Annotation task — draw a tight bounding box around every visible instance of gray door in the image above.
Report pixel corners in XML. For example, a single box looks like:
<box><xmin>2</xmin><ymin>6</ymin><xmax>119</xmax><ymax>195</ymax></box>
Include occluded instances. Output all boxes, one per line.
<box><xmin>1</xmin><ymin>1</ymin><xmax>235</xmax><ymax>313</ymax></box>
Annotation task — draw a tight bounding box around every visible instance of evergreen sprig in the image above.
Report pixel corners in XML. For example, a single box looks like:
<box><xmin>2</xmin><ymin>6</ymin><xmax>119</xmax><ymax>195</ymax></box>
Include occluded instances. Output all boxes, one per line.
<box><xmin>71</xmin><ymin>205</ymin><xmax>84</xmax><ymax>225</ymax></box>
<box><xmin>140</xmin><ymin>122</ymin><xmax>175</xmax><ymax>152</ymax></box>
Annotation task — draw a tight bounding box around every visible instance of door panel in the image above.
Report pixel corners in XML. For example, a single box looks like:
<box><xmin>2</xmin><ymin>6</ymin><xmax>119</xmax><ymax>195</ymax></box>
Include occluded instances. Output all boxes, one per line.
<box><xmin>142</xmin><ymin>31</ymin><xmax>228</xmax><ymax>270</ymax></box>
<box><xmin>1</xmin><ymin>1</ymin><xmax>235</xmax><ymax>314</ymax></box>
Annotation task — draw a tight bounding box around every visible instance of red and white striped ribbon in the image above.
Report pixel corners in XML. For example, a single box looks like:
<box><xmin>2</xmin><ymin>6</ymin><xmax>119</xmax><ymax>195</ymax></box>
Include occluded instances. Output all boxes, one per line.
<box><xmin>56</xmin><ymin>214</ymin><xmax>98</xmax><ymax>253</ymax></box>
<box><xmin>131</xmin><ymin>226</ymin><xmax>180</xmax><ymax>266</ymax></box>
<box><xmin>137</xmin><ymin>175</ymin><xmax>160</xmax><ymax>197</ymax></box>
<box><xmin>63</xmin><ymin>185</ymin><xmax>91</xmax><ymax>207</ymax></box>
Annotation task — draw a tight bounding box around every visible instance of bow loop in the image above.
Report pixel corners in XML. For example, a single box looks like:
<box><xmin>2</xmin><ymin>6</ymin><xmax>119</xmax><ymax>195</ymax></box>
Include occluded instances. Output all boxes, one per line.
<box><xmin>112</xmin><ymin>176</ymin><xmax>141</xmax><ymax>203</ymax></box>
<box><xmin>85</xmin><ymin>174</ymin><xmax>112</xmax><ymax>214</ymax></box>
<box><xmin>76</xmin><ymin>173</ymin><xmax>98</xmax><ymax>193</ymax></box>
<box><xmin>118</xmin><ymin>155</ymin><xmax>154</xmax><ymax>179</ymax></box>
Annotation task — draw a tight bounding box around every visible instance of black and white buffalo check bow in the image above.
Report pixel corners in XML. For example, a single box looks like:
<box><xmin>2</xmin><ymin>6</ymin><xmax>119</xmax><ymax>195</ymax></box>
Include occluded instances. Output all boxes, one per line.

**********

**YOUR OBJECTIVE**
Check each line above for the string "white" and show the ones that have it.

**EXERCISE RESPONSE**
Annotation task — draw a tight bounding box around every visible instance of red and white striped ribbon in the image above.
Annotation task — draw a tight bounding box around every visible instance of black and white buffalo check bow in the image above.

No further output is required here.